**TASK OBJECTIVE**
Are you able to quote each entry exactly as written?

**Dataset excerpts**
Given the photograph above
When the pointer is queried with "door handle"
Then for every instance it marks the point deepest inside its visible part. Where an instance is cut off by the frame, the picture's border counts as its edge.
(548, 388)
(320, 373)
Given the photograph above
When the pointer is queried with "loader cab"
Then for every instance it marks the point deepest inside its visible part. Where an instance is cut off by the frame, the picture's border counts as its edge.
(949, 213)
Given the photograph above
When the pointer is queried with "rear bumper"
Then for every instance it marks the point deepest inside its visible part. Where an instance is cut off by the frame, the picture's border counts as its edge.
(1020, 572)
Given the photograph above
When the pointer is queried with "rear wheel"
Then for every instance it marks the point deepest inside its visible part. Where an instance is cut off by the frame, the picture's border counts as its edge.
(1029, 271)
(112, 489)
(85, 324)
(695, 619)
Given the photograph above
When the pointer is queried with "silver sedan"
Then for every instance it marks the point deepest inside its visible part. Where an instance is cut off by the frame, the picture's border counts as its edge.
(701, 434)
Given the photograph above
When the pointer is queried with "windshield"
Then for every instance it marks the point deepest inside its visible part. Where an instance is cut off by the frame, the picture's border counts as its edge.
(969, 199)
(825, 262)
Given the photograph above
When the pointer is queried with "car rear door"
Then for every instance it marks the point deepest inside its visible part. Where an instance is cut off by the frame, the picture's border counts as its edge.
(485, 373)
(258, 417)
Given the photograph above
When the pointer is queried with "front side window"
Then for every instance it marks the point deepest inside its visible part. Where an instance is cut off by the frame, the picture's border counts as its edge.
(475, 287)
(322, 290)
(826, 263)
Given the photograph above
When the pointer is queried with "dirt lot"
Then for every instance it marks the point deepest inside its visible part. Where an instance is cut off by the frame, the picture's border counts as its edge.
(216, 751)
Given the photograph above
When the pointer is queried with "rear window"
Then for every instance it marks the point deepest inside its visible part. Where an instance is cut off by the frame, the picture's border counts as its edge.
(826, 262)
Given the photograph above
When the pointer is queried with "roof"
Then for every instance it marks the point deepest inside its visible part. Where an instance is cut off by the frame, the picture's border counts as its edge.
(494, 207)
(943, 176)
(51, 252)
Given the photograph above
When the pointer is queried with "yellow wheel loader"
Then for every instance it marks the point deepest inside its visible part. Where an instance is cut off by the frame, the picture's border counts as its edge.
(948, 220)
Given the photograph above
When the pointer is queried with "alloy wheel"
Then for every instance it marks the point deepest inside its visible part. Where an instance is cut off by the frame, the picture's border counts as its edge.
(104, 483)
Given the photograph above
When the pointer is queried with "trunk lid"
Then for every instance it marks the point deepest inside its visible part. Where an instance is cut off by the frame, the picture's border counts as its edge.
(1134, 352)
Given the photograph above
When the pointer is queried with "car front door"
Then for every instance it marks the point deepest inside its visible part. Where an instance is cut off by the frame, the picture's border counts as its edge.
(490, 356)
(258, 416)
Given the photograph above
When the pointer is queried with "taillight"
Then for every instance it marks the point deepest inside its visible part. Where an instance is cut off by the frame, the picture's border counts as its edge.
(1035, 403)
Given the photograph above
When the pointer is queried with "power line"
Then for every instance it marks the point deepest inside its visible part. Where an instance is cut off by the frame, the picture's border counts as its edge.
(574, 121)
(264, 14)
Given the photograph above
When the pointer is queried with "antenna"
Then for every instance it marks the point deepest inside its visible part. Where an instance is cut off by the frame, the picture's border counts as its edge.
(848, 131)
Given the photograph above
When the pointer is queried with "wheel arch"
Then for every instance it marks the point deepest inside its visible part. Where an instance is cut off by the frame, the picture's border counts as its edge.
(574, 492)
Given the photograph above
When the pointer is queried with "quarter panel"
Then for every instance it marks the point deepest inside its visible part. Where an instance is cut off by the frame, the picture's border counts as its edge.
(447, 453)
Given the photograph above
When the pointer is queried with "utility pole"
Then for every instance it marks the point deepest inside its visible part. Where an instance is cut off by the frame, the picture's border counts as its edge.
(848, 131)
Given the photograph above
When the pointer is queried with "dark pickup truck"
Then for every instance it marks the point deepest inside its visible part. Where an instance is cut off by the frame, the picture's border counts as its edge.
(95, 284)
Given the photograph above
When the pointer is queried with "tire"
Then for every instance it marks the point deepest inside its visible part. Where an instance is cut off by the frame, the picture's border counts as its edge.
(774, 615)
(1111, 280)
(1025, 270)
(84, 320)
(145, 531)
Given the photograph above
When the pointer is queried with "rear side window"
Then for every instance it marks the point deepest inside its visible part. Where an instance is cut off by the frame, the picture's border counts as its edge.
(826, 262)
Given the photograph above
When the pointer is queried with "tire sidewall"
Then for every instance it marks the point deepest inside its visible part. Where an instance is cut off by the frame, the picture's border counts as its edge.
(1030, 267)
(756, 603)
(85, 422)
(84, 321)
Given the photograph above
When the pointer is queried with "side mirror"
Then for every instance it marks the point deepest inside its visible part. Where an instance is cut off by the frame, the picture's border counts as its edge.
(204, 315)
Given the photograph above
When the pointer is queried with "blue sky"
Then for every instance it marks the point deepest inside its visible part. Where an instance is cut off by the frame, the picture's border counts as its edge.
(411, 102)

**EXERCISE RESULT**
Given the photograph above
When the pointer is queried with "door handle"
Then for every instance it marks the point deepest inside its visible part. Where an instance is cut off by the frame, the picture's border counts as its edge.
(548, 388)
(320, 373)
Given the photograph above
When the pointer is queried with "loader cab"
Then for every instance it marks the point deepest inside its visible part. Where an instance is cut off by the frame, the picture's border counts as its edge.
(949, 213)
Given the photograph above
When the pointer is queried with "rear bumper"
Then for every instance it marks the point deepest inside its visible part. Where an instance is cut off by the frame, the picture's border counts as its edge.
(1020, 572)
Given the photograph above
When the pointer is queried with "rear wheel"
Then for every instance it marks the point deepest inside its visible part. Where an instance is cut off by the frame, the picture's border counts as its edge.
(1029, 271)
(112, 489)
(85, 324)
(695, 619)
Given the photograph above
When the pointer is queried with "silver sedan"
Then for every instance it marks the point deepest inside its visible part. Where an instance is cut off by the frame, the picture's border counts as its edge.
(701, 434)
Given the photograph above
When the pointer is queried with "windshield"
Then for every instance it marks the point deepest inside its visible part. Where an instance is cut off by the frame, the picture's border counts as its edge.
(969, 199)
(825, 262)
Given the photograph above
When the pointer is queried with "car rear door"
Then for every instance it marks the point deepest inside its visible part. Where an instance is cut off by the frame, the picture's border counts as its edge.
(485, 373)
(258, 417)
Given the photograph above
When the pointer is queried with "front side window"
Then for every instance it marks the point deepest inside its visible part. Where an instance is cut off by the frame, the picture's border counts as its edge.
(475, 287)
(322, 290)
(826, 263)
Given the photograph above
When the pointer is queried with "dirt lot"
Then for every instance it marks the point deepest inside its visible part. Where an instance is cut off by the frame, the picture's border counts as its edge.
(216, 751)
Given the photograph above
When the pointer is queried with "rear window"
Then for every instance it marks the point deepest inside its visible part. Where an instance is cut off by the frame, the picture's border counts as its edge.
(826, 262)
Given the photograph above
When the pointer is queried with "roof"
Then for every instance it marks the point deepest inside its visible part. Where an instance is cut off by the frame, the picture's border counts as its edge.
(494, 207)
(943, 176)
(51, 252)
Given the photograph above
When the pointer is queried with "yellow wheel loader"
Then for every instance it marks the point deepest inside its visible part. Where an instance is cut off by the frame, the picture's border counts as its edge.
(948, 220)
Given the photograph above
When the pointer is queried with "alloy wheel"
Then for every instance it marks the point deepest inside its visible part. Where an instance is cut off by the frame, the picture's border counts as its edge.
(104, 483)
Given the photograph above
When the pointer is queried with "trunk lid"
Then for every instance it marks the point deepest inside its visible part. Where an instance is cut off by the frame, the picture's border counts as its edge.
(1134, 352)
Given the photograph above
When the pointer is queried with "car front door"
Then for every instance it marks the point deepest inside its visible part. Where an instance is cut off by the frame, the picture's border counts as its edge.
(490, 356)
(258, 416)
Given the photograph above
When the pointer is queried with "taillight"
Then for every instance it marks the point deepest inside its visible part. Where an instance is cut off by the frame, the picture's border counts as its edge.
(1035, 403)
Given the photograph above
When the pointer is queried with "power line"
Then for every instance it marks the point deepest inside its visible part. Where an instance is cut off by the frame, the picture's border counts as its edge.
(574, 121)
(264, 14)
Given the photograph above
When the pointer is queried with "antenna"
Then for every instance it marks the point deepest inside its visible part. Where an instance is cut off by the frame, the picture's border counts as its edge.
(848, 131)
Given the photograph above
When the pointer is queried with "wheel arch"
Then for every instance it marks the point deepest inside its visible part. Where an instance is cut off by the frame, the picture's border counts as its edge.
(574, 492)
Given the photograph above
When the pointer is queried with "quarter panel"
Then for every instance it marks the point deepest inside its visible part. Where an instance is cut off by the frame, the picture's border counts as its edge.
(447, 453)
Given the photograph above
When the pointer is queried with "utility pole"
Then for every instance it marks the point deepest inside its visible part. Where an instance is cut off by the frame, the picture's border counts as its edge.
(848, 131)
Given the photograph above
When the pointer is queried with "dark pickup truck"
Then for every instance it marks the point deepest inside its visible part. Where an instance is cut off by the frame, the picture's border counts as its edge.
(95, 284)
Given the photograph above
When the pointer is queried with "tire"
Then for every instance it marks the point deepest inside its visible part. Where an instance is cut off by the frame, the picture's border counts as its edge.
(774, 615)
(1111, 280)
(1025, 270)
(84, 320)
(145, 531)
Given the photograph above
When the pointer is queried with "rear side window"
Then for every instance it marks the point deepest inside its visible part. Where an instance is cut off by the frame, the picture's border counts as its edge.
(826, 262)
Given the photograph above
When the pointer is queried with "tire sidewall"
Then for every instance it marks the point deepest inside its visible part. Where an instance is cut off by the frame, the picture's border counts as its edge.
(1030, 267)
(756, 603)
(85, 422)
(84, 321)
Given the photograph above
When the pointer is queried with "side mirror"
Then for every instance it marks the point deepest inside its visible part. Where an instance is cut off by the frame, the picture's border counts as its edge.
(204, 315)
Given the photograph above
When the pointer is queried with "blue sky"
Then for every instance it marks the point deepest inside its visible part. Where an instance is cut off by the frame, the picture's border counts as its edge.
(411, 102)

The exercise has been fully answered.